Il luogo della costruzione fu scelto appositamente per la presenza di imponenti ruderi e rovine in stato di abbandono, materiale risalente al I sec d. C..
L’abbondanza di materiale in parte giustifica il fatto che la costruzione ebbe una volumetria inspiegabile per una modesta chiesa di campagna, presentando addirittura una lunghezza di quasi 19 m e 8 m di larghezza, superando sicuramente le misure assai più modeste della chiesa di San Tommaso che si trovava in paese a Villaorba. Inoltre, l’estrema semplicità e linearità dell’edificio (senza coro, né portico, né sacrestia) fanno pensare che esso fu costruito in breve tempo.

Gli affreschi
Circa trent’anni dopo la costruzione della chiesa, si diede corso alla realizzazione di un ciclo di affreschi sulla parete sud e altri alla fine del 1300 sulla parete nord.

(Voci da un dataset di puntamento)
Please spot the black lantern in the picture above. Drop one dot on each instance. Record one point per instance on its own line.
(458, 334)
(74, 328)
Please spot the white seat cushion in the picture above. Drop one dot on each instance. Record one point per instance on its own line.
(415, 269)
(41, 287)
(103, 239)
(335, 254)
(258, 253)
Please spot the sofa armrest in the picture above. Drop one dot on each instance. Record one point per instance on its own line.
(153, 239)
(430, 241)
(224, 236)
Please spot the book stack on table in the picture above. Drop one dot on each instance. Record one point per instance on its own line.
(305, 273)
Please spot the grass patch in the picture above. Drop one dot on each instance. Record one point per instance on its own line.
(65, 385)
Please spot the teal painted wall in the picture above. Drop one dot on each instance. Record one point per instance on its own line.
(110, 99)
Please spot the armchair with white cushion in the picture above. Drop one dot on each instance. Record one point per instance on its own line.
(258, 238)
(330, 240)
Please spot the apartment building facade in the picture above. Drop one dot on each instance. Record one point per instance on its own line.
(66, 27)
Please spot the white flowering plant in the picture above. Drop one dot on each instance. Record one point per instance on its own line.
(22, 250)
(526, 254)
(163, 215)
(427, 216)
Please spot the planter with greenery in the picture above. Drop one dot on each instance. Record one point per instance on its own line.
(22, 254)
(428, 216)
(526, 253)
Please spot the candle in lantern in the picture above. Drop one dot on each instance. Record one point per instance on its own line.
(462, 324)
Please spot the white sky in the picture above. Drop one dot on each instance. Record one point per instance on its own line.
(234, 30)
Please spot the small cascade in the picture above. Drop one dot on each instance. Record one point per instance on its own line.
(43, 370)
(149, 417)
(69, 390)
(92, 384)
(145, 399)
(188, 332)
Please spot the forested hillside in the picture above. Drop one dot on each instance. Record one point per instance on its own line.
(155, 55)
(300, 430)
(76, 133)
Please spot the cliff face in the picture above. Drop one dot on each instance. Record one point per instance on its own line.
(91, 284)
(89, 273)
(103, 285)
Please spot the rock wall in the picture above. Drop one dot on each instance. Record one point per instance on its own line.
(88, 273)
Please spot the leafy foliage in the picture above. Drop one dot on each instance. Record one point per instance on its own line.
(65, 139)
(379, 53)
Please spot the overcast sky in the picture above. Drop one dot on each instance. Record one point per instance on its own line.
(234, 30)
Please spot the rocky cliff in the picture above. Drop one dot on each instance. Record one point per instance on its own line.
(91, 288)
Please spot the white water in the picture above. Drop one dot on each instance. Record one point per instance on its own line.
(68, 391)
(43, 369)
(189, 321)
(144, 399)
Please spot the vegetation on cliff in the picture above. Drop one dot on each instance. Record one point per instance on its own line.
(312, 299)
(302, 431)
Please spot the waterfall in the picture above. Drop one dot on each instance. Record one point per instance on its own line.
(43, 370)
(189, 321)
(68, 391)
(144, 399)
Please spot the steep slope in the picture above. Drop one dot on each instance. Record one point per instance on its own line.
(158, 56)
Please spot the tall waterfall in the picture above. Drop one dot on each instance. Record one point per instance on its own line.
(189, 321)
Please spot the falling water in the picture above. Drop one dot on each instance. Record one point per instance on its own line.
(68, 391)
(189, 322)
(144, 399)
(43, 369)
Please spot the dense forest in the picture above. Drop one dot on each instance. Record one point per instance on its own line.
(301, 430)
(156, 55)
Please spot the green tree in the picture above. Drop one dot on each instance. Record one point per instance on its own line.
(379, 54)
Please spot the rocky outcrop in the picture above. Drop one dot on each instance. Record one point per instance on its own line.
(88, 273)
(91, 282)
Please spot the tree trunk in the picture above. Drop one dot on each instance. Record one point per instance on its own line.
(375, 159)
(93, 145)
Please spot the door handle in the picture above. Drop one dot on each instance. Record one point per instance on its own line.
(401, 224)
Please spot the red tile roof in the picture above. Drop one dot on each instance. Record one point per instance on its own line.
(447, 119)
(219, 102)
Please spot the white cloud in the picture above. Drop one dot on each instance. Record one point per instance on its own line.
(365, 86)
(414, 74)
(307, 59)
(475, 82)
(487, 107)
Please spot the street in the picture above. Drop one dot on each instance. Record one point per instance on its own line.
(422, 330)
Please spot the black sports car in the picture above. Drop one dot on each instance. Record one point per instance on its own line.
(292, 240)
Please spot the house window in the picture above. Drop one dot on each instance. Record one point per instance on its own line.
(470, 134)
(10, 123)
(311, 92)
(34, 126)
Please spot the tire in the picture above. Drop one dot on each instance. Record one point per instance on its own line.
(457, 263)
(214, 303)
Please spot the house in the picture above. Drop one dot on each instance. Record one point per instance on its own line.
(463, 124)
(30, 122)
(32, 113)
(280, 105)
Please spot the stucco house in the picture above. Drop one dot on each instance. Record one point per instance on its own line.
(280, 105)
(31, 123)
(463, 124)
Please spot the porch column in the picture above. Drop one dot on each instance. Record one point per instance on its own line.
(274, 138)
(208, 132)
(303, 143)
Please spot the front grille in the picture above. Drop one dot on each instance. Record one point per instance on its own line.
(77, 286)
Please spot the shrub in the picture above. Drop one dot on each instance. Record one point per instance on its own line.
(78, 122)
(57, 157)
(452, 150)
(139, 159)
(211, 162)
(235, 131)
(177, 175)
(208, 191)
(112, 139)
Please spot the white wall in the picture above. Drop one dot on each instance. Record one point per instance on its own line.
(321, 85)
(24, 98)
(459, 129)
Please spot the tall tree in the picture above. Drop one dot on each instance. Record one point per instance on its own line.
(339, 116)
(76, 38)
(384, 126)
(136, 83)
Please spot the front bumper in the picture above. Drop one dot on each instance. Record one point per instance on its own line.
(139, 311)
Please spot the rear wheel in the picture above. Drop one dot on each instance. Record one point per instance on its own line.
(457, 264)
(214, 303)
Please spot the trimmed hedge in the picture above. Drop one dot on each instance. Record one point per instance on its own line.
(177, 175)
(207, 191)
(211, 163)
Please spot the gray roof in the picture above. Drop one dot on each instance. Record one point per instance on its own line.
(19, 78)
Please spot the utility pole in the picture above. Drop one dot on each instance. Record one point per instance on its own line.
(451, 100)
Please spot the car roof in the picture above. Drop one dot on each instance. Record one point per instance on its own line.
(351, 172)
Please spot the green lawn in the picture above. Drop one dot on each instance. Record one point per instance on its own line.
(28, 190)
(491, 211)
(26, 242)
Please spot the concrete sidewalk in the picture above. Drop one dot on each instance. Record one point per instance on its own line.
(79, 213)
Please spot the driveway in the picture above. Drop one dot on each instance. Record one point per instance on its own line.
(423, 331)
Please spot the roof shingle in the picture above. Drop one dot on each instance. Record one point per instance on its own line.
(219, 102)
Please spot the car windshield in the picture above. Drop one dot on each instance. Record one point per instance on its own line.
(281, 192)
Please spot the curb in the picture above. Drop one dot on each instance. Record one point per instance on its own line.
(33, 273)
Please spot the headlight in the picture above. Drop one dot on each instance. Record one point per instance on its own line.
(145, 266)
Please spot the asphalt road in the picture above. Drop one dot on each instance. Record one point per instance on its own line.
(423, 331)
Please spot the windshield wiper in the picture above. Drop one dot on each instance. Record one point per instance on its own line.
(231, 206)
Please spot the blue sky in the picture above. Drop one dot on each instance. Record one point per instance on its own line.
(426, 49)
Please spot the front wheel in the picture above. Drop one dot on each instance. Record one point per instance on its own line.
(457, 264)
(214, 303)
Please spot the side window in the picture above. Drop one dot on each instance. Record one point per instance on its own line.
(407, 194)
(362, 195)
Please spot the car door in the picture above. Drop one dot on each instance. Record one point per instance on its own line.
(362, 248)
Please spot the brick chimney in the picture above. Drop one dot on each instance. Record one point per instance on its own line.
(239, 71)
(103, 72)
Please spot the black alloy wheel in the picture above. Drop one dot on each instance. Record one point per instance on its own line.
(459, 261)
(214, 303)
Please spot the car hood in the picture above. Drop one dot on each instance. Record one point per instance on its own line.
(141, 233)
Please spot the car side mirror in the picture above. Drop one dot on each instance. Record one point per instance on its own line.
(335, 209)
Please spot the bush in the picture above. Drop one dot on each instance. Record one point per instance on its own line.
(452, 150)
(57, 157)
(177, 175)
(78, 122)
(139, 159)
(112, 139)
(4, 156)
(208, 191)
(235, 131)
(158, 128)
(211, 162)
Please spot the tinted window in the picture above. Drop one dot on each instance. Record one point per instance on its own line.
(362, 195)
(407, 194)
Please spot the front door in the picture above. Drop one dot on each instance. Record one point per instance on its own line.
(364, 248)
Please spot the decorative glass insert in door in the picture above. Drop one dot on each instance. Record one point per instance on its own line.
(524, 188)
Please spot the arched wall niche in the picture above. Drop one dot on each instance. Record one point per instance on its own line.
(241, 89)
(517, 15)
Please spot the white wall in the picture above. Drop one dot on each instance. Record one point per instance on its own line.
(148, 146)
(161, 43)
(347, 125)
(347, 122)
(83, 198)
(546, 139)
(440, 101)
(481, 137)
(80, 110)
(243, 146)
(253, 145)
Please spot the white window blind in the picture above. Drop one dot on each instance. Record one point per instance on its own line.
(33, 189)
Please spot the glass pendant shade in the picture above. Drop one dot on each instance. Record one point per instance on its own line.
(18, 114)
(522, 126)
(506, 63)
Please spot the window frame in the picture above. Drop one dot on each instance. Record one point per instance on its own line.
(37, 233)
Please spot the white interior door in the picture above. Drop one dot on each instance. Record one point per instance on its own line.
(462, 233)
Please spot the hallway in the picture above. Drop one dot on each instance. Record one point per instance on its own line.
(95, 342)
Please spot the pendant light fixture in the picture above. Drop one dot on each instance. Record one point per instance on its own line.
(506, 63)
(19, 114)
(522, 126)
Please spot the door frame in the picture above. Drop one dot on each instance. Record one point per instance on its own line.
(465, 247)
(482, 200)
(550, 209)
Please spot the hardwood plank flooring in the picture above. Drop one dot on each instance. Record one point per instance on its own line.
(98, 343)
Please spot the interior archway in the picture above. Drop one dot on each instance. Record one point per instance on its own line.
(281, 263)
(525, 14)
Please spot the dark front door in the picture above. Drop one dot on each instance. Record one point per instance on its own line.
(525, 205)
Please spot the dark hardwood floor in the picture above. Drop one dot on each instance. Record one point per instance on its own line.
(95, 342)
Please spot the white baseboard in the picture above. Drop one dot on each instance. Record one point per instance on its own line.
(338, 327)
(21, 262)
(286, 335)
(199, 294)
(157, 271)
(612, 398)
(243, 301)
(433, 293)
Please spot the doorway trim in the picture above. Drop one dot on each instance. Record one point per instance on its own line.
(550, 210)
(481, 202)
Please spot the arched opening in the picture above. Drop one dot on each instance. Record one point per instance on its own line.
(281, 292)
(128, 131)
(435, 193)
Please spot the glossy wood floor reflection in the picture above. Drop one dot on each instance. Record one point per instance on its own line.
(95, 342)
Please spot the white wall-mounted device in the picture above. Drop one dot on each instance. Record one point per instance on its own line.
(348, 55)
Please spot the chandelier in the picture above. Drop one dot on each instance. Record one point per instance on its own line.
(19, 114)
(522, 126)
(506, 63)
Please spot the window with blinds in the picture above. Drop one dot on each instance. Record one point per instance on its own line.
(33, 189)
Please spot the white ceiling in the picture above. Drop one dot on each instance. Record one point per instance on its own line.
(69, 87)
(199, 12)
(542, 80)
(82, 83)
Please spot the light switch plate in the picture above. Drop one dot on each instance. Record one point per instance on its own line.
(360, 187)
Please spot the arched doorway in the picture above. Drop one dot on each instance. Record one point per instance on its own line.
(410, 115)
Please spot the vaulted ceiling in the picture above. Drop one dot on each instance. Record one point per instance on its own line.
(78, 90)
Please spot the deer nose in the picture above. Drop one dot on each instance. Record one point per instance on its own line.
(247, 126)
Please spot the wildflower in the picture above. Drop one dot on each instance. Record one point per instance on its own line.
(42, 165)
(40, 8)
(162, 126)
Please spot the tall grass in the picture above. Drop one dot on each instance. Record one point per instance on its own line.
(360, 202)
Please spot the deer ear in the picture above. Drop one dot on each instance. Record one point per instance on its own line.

- PROBLEMA DA RISOLVERE
Riporta senza cambiare nulla il brano del testo sulla chiesa che parte dalle parole "L’abbondanza di materiale" e si chiude con le parole "sulla parete nord.".

- RISULTATO QUI SOTTO
L’abbondanza di materiale in parte giustifica il fatto che la costruzione ebbe una volumetria inspiegabile per una modesta chiesa di campagna, presentando addirittura una lunghezza di quasi 19 m e 8 m di larghezza, superando sicuramente le misure assai più modeste della chiesa di San Tommaso che si trovava in paese a Villaorba. Inoltre, l’estrema semplicità e linearità dell’edificio (senza coro, né portico, né sacrestia) fanno pensare che esso fu costruito in breve tempo.

Gli affreschi
Circa trent’anni dopo la costruzione della chiesa, si diede corso alla realizzazione di un ciclo di affreschi sulla parete sud e altri alla fine del 1300 sulla parete nord.